* DOCUMENTO FUENTE *
"¿Hay diez Mandamientos o son solamente nueve?"
Una de las tareas más difíciles para cualquier escritor antiguo, moderno o contemporáneo, es el abordaje desprejuiciado y sincero de los primeros cinco libros de la Biblia. Me refiero a la Torá o Pentateuco, sobre todo si se trata de un humilde escritor profano, como el autor de estos renglones, que hoy se aproxima apenas, con reiterados tanteos tímidos, a una obra antiquísima de fuerte contenido cosmológico, teofánico, literario, profético, legendario, histórico, reglamentario e incluso hermenéutico, a sabiendas que hay, y ha habido, especialistas como el pensador medieval Moshé ben Maimón (Maimónides) y el sacerdote católico del siglo XX Luis Alonso Schökel.
Creo que la figura más llamativa de la Torá o Pentateuco, después del patriarca Abraham, oriundo de la ciudad mesopotámica de “Ur”, es justamente el profeta teofánico, hebreo-egipcio, llamado Moisés (o “Moshé”). Quiero detenerme, por consiguiente, en algunos pasajes del “Éxodo” (o “Shemot”), y del libro Deuteronomio (en lengua hebrea “Devarim”). Utilizo para este fin dos versiones bilingües de la Biblia, en hebreo y en castellano, con notables diferencias entre la una y la otra; y dos ediciones de la Biblia católica de Jerusalén, una de ellas con interpretaciones de pie de página.
Para comenzar soy partidario que los sucesos de teofanía o revelación mosaica más importantes, ocurrieron en el Monte Horeb, en la península desértica del Sinaí (o “Sinay”). No en otras montañas más alejadas como sugieren algunos “expertos” de última hora. Mi intuición de viejo lector y de observador histórico, me conduce hacia esta conclusión bastante firme.

* DATOS EXTRAÍDOS *
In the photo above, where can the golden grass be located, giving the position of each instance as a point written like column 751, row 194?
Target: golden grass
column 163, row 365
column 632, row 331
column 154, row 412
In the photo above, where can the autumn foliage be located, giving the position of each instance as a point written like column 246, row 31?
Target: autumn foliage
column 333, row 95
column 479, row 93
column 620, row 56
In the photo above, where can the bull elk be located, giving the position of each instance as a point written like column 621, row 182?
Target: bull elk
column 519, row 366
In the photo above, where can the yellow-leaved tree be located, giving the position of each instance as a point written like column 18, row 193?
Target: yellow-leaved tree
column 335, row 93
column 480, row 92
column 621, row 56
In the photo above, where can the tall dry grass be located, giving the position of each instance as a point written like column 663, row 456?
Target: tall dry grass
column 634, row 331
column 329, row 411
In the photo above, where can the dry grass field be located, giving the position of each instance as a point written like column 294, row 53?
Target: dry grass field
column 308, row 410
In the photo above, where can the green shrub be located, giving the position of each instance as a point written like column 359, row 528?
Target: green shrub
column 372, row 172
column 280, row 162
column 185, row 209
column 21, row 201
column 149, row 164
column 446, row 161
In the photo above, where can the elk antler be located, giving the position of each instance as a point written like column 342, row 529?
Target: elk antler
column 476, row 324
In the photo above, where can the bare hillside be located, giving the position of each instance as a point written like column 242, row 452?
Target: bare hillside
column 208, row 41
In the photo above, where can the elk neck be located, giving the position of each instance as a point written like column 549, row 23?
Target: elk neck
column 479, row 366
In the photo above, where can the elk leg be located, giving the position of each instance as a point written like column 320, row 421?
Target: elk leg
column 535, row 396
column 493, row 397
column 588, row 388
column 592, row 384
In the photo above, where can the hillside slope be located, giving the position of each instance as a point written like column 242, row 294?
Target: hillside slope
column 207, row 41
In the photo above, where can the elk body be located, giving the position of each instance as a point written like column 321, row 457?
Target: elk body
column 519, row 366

* INSTRUCCIONES *
Por favor, reescribe el tramo del documento fuente que va desde "Creo que la" hasta "pie de página.", reemplazando "ediciones" por "impresiones". Las líneas no guardan relación con el documento fuente.

* RESPUESTA ESCRITA *
Creo que la figura más llamativa de la Torá o Pentateuco, después del patriarca Abraham, oriundo de la ciudad mesopotámica de “Ur”, es justamente el profeta teofánico, hebreo-egipcio, llamado Moisés (o “Moshé”). Quiero detenerme, por consiguiente, en algunos pasajes del “Éxodo” (o “Shemot”), y del libro Deuteronomio (en lengua hebrea “Devarim”). Utilizo para este fin dos versiones bilingües de la Biblia, en hebreo y en castellano, con notables diferencias entre la una y la otra; y dos impresiones de la Biblia católica de Jerusalén, una de ellas con interpretaciones de pie de página.